Users are confronted with the task of extracting, summarizing and displaying part of a vast amount of data. In general terms, this task is called data mining.
Note that there are two elements to data mining: First, there is the physical retrieval of the data believed to be important. This is primarily a technological problem, which can be addressed in a straight-forward manner with the appropriate tools. Second, there is the need to analyze and present the data appropriately, such that the conclusions drawn from them are in fact appropriate. This is harder to do well, and is a matter of skill and experience.
Users typically require data from many parts of the data base, and a lot of it. They also want it quickly, since there usually is someone sitting there, waiting for the query to finish. What is needed here is on line analytical processing (OLAP). This is a collection of technologies that make it relatively easy to retrieve large quantities of data and analyze them in many different ways. More about that below.
To accommodate this, the practical solution turns out to be to create separate databases, each designed to make certain kinds of queries run faster. If the operational data store uses the metaphor data warehouse to describe its orderly storage of lots of data (imagine the potato chips stored in one part of a warehouse, the sodas in another, and the video tapes in a third), the subsidery databases are more like local convenience stores, with each designed so that things most often retrieved together (like potato chips, sodas, and video tapes) are close together in the database architecture.
These are typically called data marts.
Managing all of this is not a trivial task. The first and foremost requirement is to understand what it is we are managing. Ultimately we are managing the definitions of data. We are deciding that certain data go in one place or the other. To support this, we need a database that contains those definitions of what data we are managing and where they all are. Such a database is these days called a repository.
The data in the repository that describes the data in the warehouse are called metadata. Hence, the full name of the repository is metadata repository. (Gasp!) Included in the metadata are the definitions of all tables and columns as well as the entity classes and attributes that provide the architectures for the databases. Also included are the mappings that define how the data in legacy systems correspond to the data in the ODS and how the ODS data correspond to the data mart data.
Now repositories of metadata have been around for longer than data warehouses have been in vogue. Originally they were called "data dictionaries" and they kept track of file layouts in mainframe computers. When CASE tools came along, it was they who stored the objects of their analysis in data bases that looked suspiciously like reposi-tories look today.
Note, by the way, that a lot of companies are on the market selling repositories. Many do this without including CASE tools in them. Moreover, while some of them can communicate with some CASE tools, many cannot even do that. In fact most of these only store data about tables and columns, without any room for storing the entity models that are the architectural basis for those tables and columns. While Oracle doesn't market Designer/2000 as a "repository tool", in fact it compares favorably with many on the market under that umbrella.
Owner's View
So, what is a user looking for in a data warehouse? There are actually several layers of massaging of data that are popular.
First of all, if the operational data store contains every transaction for an indefinite period of time, the first step is to simply summarize these data by month and add some calculated totals – at the same time possibly losing data deemed older than is interesting. As described above, this moves data from the operational data store to the central data warehouse itself, producing a kind of "distribution center".
In either case, however, the architecture of the data should reflect the Corporate Logical Data Model.

● Task directions
Copy the part of the data warehousing text starting at "Note, by the" and ending at "that are popular.", changing "CASE tools" to "design tools". Work only from the data warehousing text above for what follows.

● Data records
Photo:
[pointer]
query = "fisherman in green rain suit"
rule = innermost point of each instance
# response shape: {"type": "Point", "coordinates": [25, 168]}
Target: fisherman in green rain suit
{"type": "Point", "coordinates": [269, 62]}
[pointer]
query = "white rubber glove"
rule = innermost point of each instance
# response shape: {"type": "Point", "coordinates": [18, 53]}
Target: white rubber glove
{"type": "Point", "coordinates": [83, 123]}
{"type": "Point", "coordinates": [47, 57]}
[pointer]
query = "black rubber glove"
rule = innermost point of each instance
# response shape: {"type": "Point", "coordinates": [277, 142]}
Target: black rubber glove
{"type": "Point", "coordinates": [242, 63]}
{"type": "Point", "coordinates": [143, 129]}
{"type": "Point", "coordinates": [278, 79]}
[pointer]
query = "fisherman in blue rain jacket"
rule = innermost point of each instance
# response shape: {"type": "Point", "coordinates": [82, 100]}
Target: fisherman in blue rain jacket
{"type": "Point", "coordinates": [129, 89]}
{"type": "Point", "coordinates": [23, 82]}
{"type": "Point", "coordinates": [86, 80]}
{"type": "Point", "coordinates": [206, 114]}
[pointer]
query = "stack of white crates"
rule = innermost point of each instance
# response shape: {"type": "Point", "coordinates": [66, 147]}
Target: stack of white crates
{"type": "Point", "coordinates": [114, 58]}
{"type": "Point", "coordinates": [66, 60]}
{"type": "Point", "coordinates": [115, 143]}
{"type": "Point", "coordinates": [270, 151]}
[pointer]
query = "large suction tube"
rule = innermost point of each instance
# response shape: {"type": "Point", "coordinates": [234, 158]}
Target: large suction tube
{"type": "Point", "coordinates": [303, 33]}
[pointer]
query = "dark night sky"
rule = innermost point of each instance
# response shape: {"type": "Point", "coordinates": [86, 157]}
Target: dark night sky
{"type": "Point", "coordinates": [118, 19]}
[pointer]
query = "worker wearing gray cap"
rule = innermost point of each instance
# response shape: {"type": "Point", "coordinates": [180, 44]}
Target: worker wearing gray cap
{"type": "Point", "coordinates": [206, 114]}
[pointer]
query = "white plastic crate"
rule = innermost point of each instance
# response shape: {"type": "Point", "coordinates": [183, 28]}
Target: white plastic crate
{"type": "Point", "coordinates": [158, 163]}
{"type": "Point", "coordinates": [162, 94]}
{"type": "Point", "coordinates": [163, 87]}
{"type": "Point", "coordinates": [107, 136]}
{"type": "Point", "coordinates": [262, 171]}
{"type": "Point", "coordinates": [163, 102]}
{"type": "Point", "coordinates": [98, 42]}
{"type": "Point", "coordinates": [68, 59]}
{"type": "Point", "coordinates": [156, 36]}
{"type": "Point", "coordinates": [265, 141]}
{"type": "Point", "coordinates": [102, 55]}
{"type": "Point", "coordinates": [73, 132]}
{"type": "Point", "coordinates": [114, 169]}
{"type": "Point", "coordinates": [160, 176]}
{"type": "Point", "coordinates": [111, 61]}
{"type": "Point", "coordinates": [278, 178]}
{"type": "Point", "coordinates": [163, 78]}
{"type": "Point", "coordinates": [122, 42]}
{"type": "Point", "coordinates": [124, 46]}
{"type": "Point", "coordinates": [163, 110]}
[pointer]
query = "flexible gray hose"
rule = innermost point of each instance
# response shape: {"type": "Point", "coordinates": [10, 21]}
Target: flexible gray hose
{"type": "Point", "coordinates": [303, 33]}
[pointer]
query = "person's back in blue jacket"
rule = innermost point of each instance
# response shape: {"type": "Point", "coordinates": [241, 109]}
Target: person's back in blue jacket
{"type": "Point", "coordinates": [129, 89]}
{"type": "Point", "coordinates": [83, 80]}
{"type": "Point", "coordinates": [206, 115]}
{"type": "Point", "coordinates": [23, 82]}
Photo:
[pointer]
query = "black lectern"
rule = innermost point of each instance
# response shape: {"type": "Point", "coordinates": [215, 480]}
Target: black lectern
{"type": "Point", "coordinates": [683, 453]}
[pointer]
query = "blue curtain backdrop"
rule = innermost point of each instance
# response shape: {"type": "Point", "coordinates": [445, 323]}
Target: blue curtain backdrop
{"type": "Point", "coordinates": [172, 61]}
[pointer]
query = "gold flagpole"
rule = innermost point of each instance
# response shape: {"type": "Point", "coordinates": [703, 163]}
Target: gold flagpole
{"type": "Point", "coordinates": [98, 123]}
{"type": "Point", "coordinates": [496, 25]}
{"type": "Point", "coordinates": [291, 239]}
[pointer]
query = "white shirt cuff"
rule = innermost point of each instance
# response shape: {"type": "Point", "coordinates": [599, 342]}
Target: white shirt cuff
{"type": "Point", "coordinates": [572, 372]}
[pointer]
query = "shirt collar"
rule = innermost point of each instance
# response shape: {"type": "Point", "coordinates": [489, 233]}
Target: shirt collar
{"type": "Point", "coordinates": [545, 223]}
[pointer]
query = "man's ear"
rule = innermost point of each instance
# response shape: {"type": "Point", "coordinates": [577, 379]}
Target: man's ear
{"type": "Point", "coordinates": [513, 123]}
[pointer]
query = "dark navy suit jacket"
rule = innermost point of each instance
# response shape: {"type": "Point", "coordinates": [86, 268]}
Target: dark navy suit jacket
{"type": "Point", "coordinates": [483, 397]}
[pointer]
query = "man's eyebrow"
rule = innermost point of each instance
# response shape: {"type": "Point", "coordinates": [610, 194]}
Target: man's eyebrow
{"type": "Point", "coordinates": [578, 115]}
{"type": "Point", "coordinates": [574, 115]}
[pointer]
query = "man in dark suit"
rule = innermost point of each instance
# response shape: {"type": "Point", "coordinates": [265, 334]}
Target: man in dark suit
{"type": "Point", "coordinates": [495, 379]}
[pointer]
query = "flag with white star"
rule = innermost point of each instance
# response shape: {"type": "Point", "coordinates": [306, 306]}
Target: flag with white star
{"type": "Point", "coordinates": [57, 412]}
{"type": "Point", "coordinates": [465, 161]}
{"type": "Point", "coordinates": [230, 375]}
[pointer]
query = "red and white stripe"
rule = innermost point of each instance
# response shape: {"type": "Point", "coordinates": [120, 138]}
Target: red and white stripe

● Exercise answer
Note, by the way, that a lot of companies are on the market selling repositories. Many do this without including design tools in them. Moreover, while some of them can communicate with some design tools, many cannot even do that. In fact most of these only store data about tables and columns, without any room for storing the entity models that are the architectural basis for those tables and columns. While Oracle doesn't market Designer/2000 as a "repository tool", in fact it compares favorably with many on the market under that umbrella.
Owner's View
So, what is a user looking for in a data warehouse? There are actually several layers of massaging of data that are popular.